DOCUMENT TEXT:
*****

It’s going to be a new year soon that marks the beginning of what I hope to be a new life overseas. I’m officially going to be heading to Perth, Australia to study the course of my dreams at my ideal university and I can’t be more excited for this new phase of my life. These days, I’m waking up envisioning how different my life will be in a couple months time and sometimes I doubt that I’m even embarking on this path – I simply can’t believe that it’s possible or even happening to me.
This year has been insane to put things simply. I feel as though I’ve accomplished way more than I’ve ever expected to whilst having been through horrendous failures. In a sense, I feel as though I’ve achieved yet had the most number of falls since then. I’m not entirely over it yet, but it has been a great lesson learnt and I’m rather immune to jackasses now. Lesson learnt: don’t give too many fucks because life is this uncontrollable cosmic mess that goes on.
In this year alone, I’ve had several working experiences – all in varying sectors. My boss often asks me why I work even though I don’t really have a need to. Why not ask my parents for money like most of my peers? I myself have no idea why I choose to clock in the hours that I do and choose to push myself even when I was in university – I suppose I crave this financial freedom and want to earn my own keep. It isn’t easy though, I admit that I had my laptop paid for by my parents and had received occasional assistance with more costly expenses such as driving. On the bright side, I passed on the first try so seems like it’s not a wasted skill!

*****

SOURCE INFORMATION:
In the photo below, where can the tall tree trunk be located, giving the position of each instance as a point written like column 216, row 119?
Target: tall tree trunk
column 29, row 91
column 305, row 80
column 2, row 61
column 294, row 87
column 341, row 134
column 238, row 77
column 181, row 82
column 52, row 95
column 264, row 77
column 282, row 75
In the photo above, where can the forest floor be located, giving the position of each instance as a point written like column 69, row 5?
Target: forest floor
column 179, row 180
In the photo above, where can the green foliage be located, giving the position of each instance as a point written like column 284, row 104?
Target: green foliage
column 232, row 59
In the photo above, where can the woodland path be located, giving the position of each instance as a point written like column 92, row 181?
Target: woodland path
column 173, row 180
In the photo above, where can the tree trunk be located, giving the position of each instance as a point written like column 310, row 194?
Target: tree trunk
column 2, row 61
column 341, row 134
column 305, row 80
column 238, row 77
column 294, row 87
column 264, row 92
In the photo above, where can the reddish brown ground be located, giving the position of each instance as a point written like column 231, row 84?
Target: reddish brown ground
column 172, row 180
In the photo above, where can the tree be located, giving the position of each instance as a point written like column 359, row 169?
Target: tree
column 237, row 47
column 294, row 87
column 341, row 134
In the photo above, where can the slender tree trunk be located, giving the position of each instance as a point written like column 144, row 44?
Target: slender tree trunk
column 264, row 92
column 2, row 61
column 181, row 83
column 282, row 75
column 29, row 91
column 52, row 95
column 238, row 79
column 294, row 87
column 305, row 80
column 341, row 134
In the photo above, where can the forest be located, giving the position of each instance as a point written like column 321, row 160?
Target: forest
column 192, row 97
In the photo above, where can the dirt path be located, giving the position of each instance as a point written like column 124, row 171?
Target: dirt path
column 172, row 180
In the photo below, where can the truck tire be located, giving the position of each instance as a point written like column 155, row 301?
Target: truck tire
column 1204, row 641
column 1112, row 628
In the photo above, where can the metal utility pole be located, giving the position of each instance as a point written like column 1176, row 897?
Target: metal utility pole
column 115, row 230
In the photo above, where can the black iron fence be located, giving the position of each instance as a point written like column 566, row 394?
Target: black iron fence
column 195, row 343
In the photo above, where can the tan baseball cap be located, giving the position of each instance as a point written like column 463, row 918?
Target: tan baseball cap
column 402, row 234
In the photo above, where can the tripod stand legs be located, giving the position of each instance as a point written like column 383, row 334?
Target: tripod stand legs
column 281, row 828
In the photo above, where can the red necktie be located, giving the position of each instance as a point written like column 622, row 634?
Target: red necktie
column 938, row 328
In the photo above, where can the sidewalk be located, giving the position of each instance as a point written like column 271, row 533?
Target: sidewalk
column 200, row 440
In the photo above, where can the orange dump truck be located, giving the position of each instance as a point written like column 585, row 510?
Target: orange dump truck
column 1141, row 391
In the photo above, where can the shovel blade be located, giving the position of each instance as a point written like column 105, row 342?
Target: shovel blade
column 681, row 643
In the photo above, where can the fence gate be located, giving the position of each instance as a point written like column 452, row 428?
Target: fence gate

*****

Quote the blog post about preparing to move to Perth in full, word for word, from its first sentence to its last.

It’s going to be a new year soon that marks the beginning of what I hope to be a new life overseas. I’m officially going to be heading to Perth, Australia to study the course of my dreams at my ideal university and I can’t be more excited for this new phase of my life. These days, I’m waking up envisioning how different my life will be in a couple months time and sometimes I doubt that I’m even embarking on this path – I simply can’t believe that it’s possible or even happening to me.
This year has been insane to put things simply. I feel as though I’ve accomplished way more than I’ve ever expected to whilst having been through horrendous failures. In a sense, I feel as though I’ve achieved yet had the most number of falls since then. I’m not entirely over it yet, but it has been a great lesson learnt and I’m rather immune to jackasses now. Lesson learnt: don’t give too many fucks because life is this uncontrollable cosmic mess that goes on.
In this year alone, I’ve had several working experiences – all in varying sectors. My boss often asks me why I work even though I don’t really have a need to. Why not ask my parents for money like most of my peers? I myself have no idea why I choose to clock in the hours that I do and choose to push myself even when I was in university – I suppose I crave this financial freedom and want to earn my own keep. It isn’t easy though, I admit that I had my laptop paid for by my parents and had received occasional assistance with more costly expenses such as driving. On the bright side, I passed on the first try so seems like it’s not a wasted skill!